_PROMPT_
Of the lines below, write out exactly those from the line with "green tractor together" through the line with "row of dark", both included, and skip the rest.

━━━

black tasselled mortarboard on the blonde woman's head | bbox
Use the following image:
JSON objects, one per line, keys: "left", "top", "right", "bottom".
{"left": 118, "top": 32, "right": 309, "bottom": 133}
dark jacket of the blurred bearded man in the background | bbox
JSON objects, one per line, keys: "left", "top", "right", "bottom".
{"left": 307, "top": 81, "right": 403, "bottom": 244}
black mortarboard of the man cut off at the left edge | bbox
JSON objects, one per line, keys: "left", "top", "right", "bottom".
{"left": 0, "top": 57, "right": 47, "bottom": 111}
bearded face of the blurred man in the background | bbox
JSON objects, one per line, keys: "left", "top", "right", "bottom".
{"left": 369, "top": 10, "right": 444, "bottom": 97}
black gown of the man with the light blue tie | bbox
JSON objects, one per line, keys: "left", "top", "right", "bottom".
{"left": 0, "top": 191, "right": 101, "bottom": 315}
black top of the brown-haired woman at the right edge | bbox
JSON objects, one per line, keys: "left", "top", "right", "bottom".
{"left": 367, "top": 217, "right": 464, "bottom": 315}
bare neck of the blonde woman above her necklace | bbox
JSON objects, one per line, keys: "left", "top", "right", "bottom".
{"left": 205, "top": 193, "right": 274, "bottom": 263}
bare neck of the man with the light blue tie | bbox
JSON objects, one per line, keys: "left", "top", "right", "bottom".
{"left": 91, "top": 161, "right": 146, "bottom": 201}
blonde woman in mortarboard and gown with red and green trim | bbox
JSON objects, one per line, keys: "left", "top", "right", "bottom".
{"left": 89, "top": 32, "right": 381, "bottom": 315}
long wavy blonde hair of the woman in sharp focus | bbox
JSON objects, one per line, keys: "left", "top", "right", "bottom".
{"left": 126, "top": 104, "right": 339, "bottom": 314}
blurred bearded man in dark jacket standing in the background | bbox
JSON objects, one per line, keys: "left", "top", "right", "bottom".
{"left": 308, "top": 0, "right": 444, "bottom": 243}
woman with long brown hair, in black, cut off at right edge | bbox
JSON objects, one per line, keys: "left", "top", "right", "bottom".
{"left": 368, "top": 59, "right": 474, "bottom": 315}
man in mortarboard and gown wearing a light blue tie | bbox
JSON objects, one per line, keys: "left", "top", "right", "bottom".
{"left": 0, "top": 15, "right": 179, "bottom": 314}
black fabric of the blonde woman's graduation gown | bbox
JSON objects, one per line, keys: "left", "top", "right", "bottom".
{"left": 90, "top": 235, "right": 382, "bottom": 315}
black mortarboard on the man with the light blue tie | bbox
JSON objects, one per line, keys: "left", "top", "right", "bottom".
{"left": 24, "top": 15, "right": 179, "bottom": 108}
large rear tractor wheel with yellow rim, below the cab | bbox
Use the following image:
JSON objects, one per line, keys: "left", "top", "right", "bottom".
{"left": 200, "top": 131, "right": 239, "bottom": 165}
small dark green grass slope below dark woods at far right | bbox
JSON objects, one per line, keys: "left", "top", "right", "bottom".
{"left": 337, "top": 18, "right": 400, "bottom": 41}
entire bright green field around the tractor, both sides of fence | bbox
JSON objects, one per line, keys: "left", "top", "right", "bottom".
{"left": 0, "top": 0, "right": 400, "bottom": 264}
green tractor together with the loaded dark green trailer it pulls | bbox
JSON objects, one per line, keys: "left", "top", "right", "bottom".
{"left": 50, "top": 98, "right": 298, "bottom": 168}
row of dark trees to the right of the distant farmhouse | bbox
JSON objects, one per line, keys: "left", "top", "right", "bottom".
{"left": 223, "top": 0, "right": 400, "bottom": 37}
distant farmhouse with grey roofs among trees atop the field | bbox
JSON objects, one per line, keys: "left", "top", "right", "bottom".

━━━

_SOLUTION TO THE EXERCISE_
green tractor together with the loaded dark green trailer it pulls | bbox
JSON objects, one per line, keys: "left", "top", "right", "bottom".
{"left": 50, "top": 98, "right": 298, "bottom": 168}
row of dark trees to the right of the distant farmhouse | bbox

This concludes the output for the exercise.